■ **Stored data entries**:
== == ==
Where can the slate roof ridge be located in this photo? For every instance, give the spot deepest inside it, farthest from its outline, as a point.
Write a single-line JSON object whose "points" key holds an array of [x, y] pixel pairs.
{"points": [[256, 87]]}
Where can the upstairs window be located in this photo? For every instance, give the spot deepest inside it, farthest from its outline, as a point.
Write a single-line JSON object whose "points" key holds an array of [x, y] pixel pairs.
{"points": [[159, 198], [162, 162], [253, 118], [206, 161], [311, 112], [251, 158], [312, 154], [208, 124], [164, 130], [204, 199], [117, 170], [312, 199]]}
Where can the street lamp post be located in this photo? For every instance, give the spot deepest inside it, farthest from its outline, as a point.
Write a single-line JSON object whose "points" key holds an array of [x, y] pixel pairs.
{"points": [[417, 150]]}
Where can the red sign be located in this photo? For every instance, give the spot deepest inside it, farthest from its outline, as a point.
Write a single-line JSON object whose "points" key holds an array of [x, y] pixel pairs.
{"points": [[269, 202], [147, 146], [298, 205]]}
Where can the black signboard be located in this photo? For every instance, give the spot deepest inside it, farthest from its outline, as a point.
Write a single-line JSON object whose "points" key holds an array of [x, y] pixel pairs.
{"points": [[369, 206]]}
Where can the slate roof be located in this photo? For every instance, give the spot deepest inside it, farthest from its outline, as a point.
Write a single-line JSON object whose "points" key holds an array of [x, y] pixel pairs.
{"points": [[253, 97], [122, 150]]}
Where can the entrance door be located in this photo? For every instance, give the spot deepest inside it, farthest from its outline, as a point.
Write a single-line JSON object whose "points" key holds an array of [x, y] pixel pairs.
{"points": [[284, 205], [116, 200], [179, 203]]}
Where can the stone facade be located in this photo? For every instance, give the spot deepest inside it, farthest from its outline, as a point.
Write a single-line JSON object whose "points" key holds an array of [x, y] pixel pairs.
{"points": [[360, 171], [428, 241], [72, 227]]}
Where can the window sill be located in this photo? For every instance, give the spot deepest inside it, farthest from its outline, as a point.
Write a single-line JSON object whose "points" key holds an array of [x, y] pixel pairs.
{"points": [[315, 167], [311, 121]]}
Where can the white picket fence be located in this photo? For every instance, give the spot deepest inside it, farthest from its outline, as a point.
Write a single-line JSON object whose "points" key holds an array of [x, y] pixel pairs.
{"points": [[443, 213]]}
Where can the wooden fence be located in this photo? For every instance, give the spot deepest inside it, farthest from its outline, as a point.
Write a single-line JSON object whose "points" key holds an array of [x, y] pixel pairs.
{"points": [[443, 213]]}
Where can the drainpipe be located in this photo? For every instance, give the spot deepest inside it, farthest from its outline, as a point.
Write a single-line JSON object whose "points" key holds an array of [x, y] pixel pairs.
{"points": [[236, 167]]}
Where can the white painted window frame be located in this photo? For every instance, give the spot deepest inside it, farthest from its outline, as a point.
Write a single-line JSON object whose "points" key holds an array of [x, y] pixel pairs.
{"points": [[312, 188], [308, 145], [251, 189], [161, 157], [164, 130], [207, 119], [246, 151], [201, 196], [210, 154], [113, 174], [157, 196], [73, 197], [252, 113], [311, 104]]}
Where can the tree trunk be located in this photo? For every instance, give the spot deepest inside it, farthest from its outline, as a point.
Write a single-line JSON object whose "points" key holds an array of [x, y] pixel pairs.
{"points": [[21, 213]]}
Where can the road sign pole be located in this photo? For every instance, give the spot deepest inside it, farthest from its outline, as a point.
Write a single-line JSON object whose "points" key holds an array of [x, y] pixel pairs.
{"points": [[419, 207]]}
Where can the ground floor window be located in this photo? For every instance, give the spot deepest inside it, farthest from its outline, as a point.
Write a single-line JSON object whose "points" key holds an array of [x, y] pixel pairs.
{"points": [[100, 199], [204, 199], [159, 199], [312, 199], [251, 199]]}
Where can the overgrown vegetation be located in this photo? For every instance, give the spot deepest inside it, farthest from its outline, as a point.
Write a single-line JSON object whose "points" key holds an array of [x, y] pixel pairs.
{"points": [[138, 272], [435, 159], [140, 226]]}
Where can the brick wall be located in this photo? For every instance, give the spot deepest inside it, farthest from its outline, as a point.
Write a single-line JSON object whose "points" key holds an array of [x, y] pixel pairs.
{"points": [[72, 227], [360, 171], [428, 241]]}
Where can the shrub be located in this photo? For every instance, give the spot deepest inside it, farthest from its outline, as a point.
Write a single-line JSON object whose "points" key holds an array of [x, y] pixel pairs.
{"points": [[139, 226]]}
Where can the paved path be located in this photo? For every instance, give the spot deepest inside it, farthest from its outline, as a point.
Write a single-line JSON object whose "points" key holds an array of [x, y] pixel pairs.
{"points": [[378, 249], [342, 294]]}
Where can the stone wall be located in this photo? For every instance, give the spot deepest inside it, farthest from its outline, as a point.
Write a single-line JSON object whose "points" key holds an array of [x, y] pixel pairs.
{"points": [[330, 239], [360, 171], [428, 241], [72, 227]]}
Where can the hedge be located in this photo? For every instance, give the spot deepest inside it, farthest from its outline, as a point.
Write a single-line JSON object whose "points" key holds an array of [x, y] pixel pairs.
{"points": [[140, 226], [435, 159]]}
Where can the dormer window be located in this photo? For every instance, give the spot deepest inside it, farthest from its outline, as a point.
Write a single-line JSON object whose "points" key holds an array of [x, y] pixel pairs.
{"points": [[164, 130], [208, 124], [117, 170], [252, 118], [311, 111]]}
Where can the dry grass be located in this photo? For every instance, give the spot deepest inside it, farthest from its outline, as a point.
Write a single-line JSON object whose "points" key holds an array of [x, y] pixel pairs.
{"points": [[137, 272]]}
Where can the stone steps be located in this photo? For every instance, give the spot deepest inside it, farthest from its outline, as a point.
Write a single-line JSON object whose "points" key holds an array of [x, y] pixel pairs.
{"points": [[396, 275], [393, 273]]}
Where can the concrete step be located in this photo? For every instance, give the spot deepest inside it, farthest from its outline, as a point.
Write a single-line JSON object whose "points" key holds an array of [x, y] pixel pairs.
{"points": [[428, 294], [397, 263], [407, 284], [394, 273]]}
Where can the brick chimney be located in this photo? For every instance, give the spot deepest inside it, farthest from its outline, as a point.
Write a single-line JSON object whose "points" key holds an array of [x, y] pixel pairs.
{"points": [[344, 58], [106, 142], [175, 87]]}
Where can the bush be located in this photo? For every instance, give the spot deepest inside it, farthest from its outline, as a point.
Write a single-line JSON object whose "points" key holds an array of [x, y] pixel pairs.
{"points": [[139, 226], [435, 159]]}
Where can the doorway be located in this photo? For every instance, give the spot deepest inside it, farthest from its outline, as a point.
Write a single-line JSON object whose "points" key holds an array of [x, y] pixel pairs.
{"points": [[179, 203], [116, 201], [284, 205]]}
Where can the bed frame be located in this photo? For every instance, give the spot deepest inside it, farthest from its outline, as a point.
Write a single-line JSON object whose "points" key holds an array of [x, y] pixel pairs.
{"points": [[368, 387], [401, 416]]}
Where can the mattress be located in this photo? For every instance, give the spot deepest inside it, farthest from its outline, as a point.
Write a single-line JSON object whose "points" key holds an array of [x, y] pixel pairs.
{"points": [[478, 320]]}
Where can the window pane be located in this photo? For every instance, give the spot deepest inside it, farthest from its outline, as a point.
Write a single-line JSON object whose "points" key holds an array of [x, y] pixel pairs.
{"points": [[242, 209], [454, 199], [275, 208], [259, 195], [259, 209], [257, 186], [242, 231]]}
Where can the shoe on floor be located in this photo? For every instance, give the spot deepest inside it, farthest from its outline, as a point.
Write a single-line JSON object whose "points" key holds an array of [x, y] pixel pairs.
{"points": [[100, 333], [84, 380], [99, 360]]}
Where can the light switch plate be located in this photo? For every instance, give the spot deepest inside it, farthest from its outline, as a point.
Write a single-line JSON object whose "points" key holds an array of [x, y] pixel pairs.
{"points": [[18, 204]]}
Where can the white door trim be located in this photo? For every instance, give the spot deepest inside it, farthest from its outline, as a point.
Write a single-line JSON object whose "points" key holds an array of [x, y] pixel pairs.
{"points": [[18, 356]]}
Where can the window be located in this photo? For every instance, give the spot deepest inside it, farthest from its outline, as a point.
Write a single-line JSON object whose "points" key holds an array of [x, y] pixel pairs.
== == ==
■ **Exercise requirements**: Read the entries and pick out all lines that include the word "fence".

■ **Output for this exercise**:
Where can the white picket fence be located in this photo? For every instance, give the spot deepest inside it, farthest from its outline, as a point.
Where can the wooden fence be located in this photo? For every instance, give the spot deepest inside it, farthest from its outline, as a point.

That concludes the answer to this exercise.